** Opening PASSAGE FOR REVIEW block **

This letter is in response to Gene Zink’s April 11 letter regarding his group’s (SCP Indy Square ) proposal to redevelop the IPS facility on Mass Ave. In Mr. Zink’s letter, he states that there will be 1,100 spaces available for public parking. He writes that “these spaces will support the new development while also helping to relieve many of the issues raised about on-street, neighborhood and entertainment parking.”
Unfortunately, when one puts a calculator to the SCP Indy Square Proposal, it in fact ends up having a big negative parking impact, almost the worst of any of the proposals submitted. While the total number of spaces in the SCP proposal—1,400—sounds like a lot, it gets eaten up quickly.
Here is my analysis of the parking demands generated by what SCP wants to put on the site:
• 605 residential units @ 1.5 spaces per unit (this has long been our preferred ratio when reviewing new projects in our neighborhood) = 907.5 spaces
• 250,000 square feet of office and retail @ one space per 250 square feet = 1,000 spaces
• 150-room hotel. Let’s say 200 spaces.
• 6,500-square-foot day care = 26 spaces
Therefore, just to support itself, the SCP Indy Square project will need a minimum of 2,133.5 spaces—leaving a deficit of 733.5 spaces.
Certainly there is some synergy between uses, assuming the office users aren’t wanting to park at the same time as the residential users. But the retail users will be wanting to park at the same time, and 140,000 square feet of the 250,000 square feet above is retail rather than office.
So, as anyone can see there isn’t going to be much, if any, available public parking if this project is built as proposed. In fact this project could turn hundreds of cars loose on the area searching for somewhere to park during peak demand periods.
I am sure the developer will point to changing demographics, saying some residents won’t have cars at all (I know few people around here who don’t own a car), and that the proposed bus mass transit system and rising use of Blue Indy electric cars will depress demand. These things are all very speculative, and we cannot count on any having a real impact for years if not decades.
Developers need to be realistic about what they are proposing, not depend on pie in the sky predictions that will only be valid after sweeping changes in society have occurred.

** Closing PASSAGE FOR REVIEW block **
** Opening SOURCE MATERIAL block **

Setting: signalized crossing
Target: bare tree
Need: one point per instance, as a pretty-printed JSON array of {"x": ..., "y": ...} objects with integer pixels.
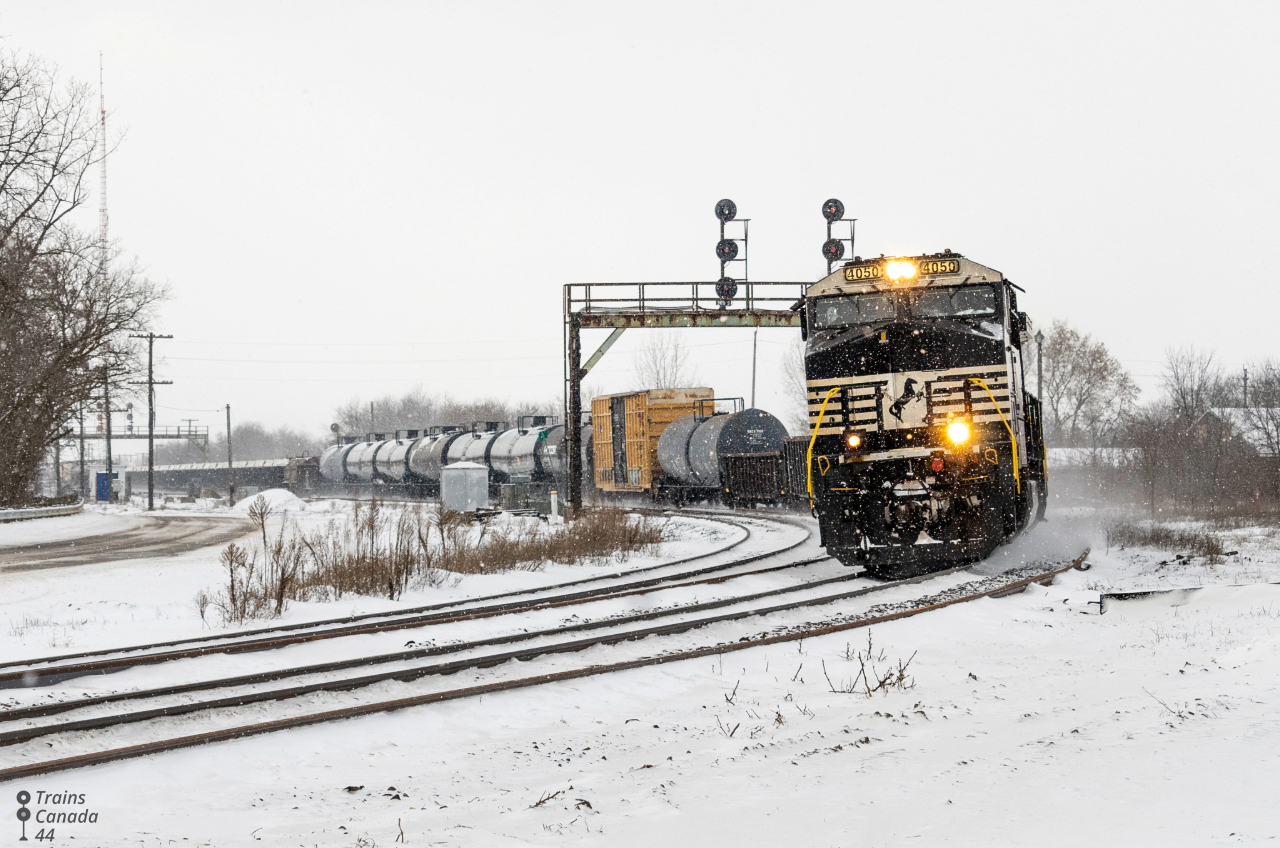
[
  {"x": 794, "y": 383},
  {"x": 1262, "y": 413},
  {"x": 63, "y": 318},
  {"x": 1087, "y": 391},
  {"x": 662, "y": 361}
]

** Closing SOURCE MATERIAL block **

ASSIGNED TASK 1: In the parking letter, why does the writer think that sharing spaces between uses will not ease the shortfall much?
ASSIGNED TASK 2: Rewrite the paragraph of the parking letter that begins "I am sure the developer will point" as a short bulleted list that keeps its main facts.
ASSIGNED TASK 3: According to the parking letter, how many residential units does the SCP Indy Square proposal include?

WRITTEN ANSWER 1: Office users might park at different times than residents, but retail users will want to park at the same time as residents. Retail makes up 140,000 of the 250,000 square feet of office and retail space.

WRITTEN ANSWER 2:
- The writer expects the developer to argue that changing demographics will lower parking demand, because some residents won't have cars at all.
- The writer knows few people in the area who don't own a car.
- The developer may also point to the proposed bus mass transit system and rising use of Blue Indy electric cars.
- The writer calls these factors very speculative and says none can be counted on to have a real impact for years, if not decades.

WRITTEN ANSWER 3: 605 residential units.